> _The tasks_
a) Transcribe the passage of the text on pre-release SNAP registration starting at "As a researcher" and ending at "not been incarcerated.".
b) In the text on pre-release SNAP registration, what are the bill numbers of the legislation filed in the Senate and in the House of Representatives?
c) Condense the paragraph of the text on pre-release SNAP registration that begins "Notably, the risk for adverse outcomes" into a bulleted list that keeps its main facts.

As a researcher at UTHealth Houston School of Public Health on the San Antonio Regional Campus, I study health disparities experienced by currently and formerly incarcerated individuals. My research finds that when people leave prison and jail and reenter the community, they are exceptionally at high risk for food insecurity. In fact, research shows that formerly incarcerated individuals have double the risk of food insecurity than those who have not been incarcerated.

Recently proposed legislation could help. Texas state Sen. Royce West (D-Dallas) and state Rep. Jeff Leach (R-Plano) filed bipartisan bills in the Senate (SB 727) and House of Representatives (HB 1743) that would change the laws to implement a pre-release registration for Supplemental Nutrition Assistance Program (SNAP) benefits before a person leaves prison, providing a chance of having SNAP benefits approved before they reenter the community.

In the U.S., food assistance programs like SNAP are foundational for preventing food insecurity by providing financial support to purchase food for those in need. Abundant research evidence demonstrates that the SNAP program helps alleviate food insecurity and poverty and helps improve health and well-being for individuals and their families. However, getting SNAP benefits approved after applying can take months, providing little relief for formerly incarcerated individuals needing support in the days and weeks after transitioning out of prison and back into the community.

Notably, the risk for adverse outcomes, including mortality and recidivism, is especially elevated in the initial days and weeks after an individual exits a prison or jail and begins reintegrating into the community. During this challenging transitional period, a person is often low on money, without stable work, and does not have reliable connections established with housing, family or other critical support systems. On top of this, many people leave prison or jail with legal debt from court-imposed fines, fees or other legally-mandated financial obligations, further exacerbating financial hardship.

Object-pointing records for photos
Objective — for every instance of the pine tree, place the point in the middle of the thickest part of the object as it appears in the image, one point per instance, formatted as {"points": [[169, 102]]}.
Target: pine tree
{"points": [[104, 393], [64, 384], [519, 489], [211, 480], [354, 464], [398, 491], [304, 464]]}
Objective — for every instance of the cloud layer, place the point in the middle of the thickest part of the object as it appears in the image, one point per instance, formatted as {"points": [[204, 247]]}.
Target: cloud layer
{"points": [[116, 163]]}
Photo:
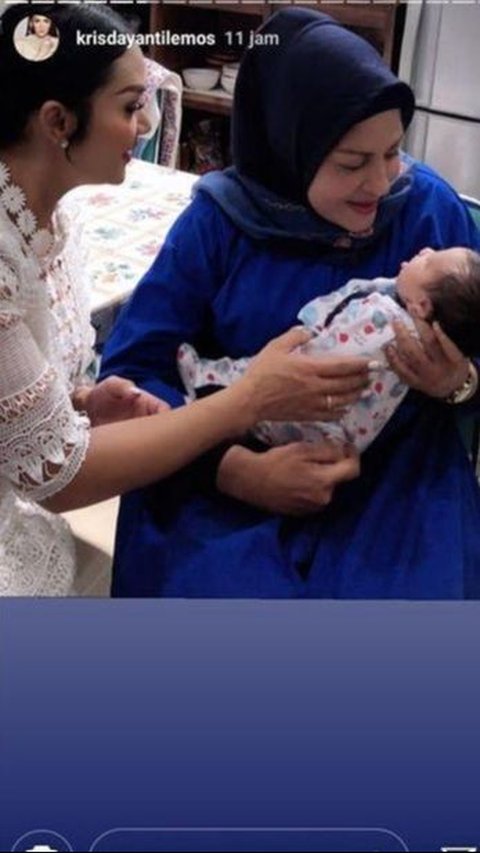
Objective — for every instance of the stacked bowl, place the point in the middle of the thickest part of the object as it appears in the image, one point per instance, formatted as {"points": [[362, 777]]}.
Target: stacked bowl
{"points": [[229, 76]]}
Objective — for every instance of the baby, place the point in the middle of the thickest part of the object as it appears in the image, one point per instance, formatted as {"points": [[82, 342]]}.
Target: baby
{"points": [[357, 320]]}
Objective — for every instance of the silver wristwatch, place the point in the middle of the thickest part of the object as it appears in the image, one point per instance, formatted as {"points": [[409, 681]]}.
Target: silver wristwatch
{"points": [[467, 390]]}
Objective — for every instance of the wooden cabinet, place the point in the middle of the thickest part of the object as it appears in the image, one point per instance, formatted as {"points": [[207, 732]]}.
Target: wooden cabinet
{"points": [[189, 32]]}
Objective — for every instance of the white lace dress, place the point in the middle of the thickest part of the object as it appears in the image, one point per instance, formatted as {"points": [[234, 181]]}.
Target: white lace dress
{"points": [[45, 349]]}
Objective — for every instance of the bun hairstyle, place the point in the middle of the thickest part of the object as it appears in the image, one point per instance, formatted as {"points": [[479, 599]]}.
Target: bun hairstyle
{"points": [[52, 30], [71, 75]]}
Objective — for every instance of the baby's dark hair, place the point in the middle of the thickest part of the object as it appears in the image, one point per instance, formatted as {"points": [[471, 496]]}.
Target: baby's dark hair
{"points": [[71, 75], [456, 305]]}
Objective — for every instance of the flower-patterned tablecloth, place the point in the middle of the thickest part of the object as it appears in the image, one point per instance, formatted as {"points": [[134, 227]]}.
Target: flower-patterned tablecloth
{"points": [[124, 226]]}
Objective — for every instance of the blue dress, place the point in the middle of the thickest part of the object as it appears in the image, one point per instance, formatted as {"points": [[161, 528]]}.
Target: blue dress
{"points": [[408, 527]]}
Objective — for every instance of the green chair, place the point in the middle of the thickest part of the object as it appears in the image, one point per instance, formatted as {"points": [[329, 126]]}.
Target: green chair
{"points": [[470, 426]]}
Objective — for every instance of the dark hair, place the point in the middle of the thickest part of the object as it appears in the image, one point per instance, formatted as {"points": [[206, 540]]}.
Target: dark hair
{"points": [[52, 30], [71, 75], [456, 306]]}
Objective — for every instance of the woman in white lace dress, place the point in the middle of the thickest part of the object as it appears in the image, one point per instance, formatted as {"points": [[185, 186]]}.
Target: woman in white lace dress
{"points": [[69, 120]]}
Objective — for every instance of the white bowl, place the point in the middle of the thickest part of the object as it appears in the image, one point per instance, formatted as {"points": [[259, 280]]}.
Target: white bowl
{"points": [[201, 78], [231, 69]]}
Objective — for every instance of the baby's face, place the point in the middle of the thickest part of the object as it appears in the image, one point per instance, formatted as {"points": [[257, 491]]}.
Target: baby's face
{"points": [[417, 276]]}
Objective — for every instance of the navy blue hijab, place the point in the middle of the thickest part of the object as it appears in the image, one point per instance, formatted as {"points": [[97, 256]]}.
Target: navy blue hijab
{"points": [[293, 102]]}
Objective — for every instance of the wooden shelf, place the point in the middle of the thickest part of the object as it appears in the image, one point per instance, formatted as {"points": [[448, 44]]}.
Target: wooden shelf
{"points": [[214, 101]]}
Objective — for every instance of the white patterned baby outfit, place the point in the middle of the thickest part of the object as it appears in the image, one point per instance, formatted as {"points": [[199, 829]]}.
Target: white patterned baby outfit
{"points": [[355, 320], [45, 349]]}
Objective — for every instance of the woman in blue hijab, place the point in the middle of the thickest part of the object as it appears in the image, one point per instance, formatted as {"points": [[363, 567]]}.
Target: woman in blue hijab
{"points": [[319, 193]]}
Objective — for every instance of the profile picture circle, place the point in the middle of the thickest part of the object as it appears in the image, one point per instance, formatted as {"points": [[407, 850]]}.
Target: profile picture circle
{"points": [[36, 38]]}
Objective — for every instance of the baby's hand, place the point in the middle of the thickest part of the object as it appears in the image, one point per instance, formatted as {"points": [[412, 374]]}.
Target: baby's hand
{"points": [[117, 399]]}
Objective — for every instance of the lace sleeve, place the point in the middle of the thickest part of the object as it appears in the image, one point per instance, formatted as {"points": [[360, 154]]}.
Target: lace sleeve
{"points": [[43, 441]]}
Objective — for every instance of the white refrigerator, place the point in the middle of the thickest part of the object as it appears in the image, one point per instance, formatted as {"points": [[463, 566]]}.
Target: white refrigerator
{"points": [[440, 58]]}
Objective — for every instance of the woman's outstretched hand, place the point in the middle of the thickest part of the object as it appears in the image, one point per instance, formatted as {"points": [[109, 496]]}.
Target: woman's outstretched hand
{"points": [[117, 399], [296, 479], [433, 364], [287, 385]]}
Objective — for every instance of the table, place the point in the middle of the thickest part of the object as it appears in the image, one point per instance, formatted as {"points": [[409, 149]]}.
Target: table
{"points": [[124, 227]]}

> _Results by task_
a)
As a researcher at UTHealth Houston School of Public Health on the San Antonio Regional Campus, I study health disparities experienced by currently and formerly incarcerated individuals. My research finds that when people leave prison and jail and reenter the community, they are exceptionally at high risk for food insecurity. In fact, research shows that formerly incarcerated individuals have double the risk of food insecurity than those who have not been incarcerated.

b) SB 727 in the Senate and HB 1743 in the House of Representatives.

c)
- The risk of adverse outcomes, including mortality and recidivism, is especially elevated in the first days and weeks after a person leaves prison or jail.
- During this transition, a person is often low on money, lacks stable work, and has no reliable connections to housing, family or other critical support systems.
- Many people also leave with legal debt from court-imposed fines, fees or other legally mandated financial obligations, which worsens their financial hardship.